### PROBLEM TO WORK ON:
Copy every line of the data below, from the line containing "Exercise. Point out the bare hand" down to the line containing "[(526, 127), (314, 141)]", with both of those lines included. In the copy, add 102 to each coordinate in the answers and leave every other number as it is.

### EXTRACTED MATERIAL:
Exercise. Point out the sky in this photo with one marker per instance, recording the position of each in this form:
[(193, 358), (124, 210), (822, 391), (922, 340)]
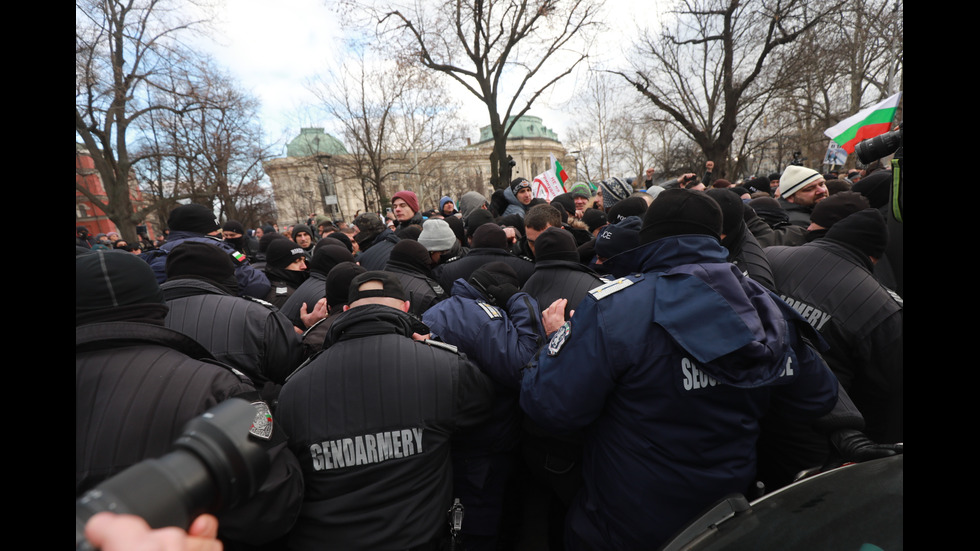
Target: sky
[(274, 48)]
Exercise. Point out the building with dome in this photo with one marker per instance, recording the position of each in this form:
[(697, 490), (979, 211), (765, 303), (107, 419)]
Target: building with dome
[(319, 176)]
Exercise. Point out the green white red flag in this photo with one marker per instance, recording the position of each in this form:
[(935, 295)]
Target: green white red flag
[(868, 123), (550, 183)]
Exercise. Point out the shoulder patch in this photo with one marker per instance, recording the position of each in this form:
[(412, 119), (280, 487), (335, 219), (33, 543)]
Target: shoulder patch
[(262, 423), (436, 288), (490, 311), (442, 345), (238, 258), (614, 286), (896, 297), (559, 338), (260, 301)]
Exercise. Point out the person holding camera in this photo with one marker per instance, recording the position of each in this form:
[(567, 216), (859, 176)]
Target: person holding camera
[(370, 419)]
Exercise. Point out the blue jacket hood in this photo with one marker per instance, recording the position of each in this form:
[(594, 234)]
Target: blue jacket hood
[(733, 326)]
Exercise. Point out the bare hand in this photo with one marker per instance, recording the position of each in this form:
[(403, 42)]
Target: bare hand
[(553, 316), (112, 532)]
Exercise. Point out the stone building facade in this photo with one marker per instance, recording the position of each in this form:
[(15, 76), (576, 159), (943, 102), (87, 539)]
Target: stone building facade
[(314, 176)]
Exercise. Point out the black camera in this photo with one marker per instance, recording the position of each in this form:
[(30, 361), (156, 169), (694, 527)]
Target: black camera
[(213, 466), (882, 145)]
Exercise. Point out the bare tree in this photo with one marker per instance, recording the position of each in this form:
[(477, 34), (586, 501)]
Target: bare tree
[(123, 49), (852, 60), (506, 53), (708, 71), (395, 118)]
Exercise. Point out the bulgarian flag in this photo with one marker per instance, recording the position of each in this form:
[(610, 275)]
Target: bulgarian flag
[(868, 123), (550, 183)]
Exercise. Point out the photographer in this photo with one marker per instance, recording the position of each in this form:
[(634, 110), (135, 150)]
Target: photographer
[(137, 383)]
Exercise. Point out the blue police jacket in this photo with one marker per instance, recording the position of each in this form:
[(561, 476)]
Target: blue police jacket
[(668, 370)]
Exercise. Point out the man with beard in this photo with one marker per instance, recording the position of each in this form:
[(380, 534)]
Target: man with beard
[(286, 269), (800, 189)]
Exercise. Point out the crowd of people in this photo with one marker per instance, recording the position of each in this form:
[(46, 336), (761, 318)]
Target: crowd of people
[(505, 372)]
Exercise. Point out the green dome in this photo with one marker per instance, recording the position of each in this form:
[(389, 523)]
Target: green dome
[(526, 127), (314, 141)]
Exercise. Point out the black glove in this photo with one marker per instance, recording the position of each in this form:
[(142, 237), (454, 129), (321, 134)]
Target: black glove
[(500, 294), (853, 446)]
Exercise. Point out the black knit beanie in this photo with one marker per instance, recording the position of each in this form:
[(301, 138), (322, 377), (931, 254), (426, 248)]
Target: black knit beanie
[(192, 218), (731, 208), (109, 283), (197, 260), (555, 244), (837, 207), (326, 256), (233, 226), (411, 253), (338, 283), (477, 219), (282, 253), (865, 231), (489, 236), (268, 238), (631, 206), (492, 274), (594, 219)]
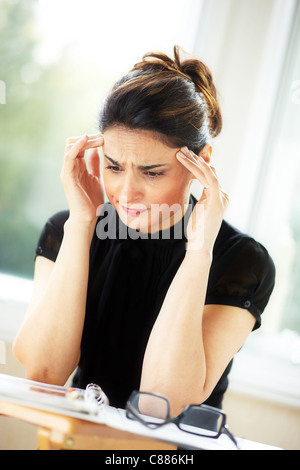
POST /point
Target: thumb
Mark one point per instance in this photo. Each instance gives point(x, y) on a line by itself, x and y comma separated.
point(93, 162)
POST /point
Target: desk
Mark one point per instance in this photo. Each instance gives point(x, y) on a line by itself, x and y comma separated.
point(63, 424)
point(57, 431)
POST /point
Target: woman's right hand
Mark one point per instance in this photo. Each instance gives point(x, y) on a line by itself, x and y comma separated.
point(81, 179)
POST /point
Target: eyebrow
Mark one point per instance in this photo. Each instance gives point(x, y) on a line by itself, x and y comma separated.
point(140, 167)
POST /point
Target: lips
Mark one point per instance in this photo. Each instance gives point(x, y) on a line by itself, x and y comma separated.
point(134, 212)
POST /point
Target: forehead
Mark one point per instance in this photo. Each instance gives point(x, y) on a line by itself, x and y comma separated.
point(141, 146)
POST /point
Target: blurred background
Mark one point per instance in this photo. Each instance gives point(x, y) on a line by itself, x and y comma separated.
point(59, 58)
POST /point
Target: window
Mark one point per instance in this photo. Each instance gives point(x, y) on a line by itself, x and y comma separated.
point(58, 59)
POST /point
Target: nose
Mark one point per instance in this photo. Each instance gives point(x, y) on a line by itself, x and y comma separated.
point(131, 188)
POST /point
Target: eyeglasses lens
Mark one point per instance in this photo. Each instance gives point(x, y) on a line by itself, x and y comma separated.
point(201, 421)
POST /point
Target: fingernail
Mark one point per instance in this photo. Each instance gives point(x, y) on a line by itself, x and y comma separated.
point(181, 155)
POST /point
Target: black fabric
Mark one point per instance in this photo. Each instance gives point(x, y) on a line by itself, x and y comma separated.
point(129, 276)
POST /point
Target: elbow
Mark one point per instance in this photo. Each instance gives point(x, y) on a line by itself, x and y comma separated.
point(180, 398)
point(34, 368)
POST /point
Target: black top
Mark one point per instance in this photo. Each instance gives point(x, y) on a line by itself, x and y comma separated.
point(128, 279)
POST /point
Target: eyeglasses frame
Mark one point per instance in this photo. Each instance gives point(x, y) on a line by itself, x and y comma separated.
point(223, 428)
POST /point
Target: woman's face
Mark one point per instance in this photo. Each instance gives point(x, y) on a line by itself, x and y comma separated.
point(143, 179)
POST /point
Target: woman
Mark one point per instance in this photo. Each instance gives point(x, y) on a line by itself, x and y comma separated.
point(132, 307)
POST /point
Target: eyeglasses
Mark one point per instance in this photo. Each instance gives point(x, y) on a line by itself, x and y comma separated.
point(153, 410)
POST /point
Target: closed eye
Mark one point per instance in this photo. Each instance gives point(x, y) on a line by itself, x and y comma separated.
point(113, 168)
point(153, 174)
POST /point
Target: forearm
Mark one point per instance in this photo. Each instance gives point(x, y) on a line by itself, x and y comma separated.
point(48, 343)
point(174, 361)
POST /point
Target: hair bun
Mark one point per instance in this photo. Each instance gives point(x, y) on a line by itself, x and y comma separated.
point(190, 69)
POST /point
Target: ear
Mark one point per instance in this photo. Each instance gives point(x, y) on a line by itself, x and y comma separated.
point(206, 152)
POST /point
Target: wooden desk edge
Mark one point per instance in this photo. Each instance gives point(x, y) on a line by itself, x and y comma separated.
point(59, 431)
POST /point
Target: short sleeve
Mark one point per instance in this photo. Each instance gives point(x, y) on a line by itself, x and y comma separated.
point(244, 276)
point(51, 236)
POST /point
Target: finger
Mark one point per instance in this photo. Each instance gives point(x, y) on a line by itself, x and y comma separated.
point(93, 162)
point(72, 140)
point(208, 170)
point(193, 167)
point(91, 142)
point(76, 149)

### RESPONSE TO THIS TASK:
Exercise. Point out the bare hand in this photo with one marker per instance, recording the position of each in this form:
[(403, 42)]
Target: bare hand
[(655, 418), (214, 634)]
Exercise. Point out the stone building facade in this photo with one marker per instance, recording the position of each in this form:
[(15, 76), (576, 159), (943, 102), (87, 539)]
Target: stone building facade
[(416, 278)]
Exercise. Point out the black camera in this photo with one marker per instance, recording the position of each in this form:
[(30, 361), (156, 169), (694, 527)]
Target: black camera
[(315, 568), (984, 247)]
Exercise. Point out the bare tree in this photo with one marker per instance, recording the position of each in this form:
[(477, 34), (586, 501)]
Target: bare tree
[(225, 151), (954, 162), (608, 155), (810, 173), (497, 220)]
Exercise. Point out the bulgarian flag in this photo with one marker per instance, recording the position of each in this form:
[(610, 275)]
Target: bulgarian flag
[(970, 225), (652, 285)]
Exercise. Point out the photographer in this photo with one marker per instance, recording the position of each in this form:
[(634, 110), (135, 150)]
Target: photographer
[(239, 485)]
Exercise. Point out the blue police jacket in this photo with one marker per instance, recording the position of each in this form:
[(561, 476)]
Target: blue police jacket
[(770, 472)]
Exercise. Point out the man with beard in this photo with one marker per instance, recording the position of each in this form:
[(380, 534)]
Target: man with beard
[(388, 371), (902, 291)]
Exercise. Point out the crowd of people in this photo with one marker per instance, recording the position of each in this form:
[(46, 336), (761, 318)]
Target: crowd of people
[(607, 474)]
Exercise. Point out the green dome in this photo with one marker per instance, recording the position of each in this form:
[(389, 523)]
Target: green dome
[(628, 229), (416, 243)]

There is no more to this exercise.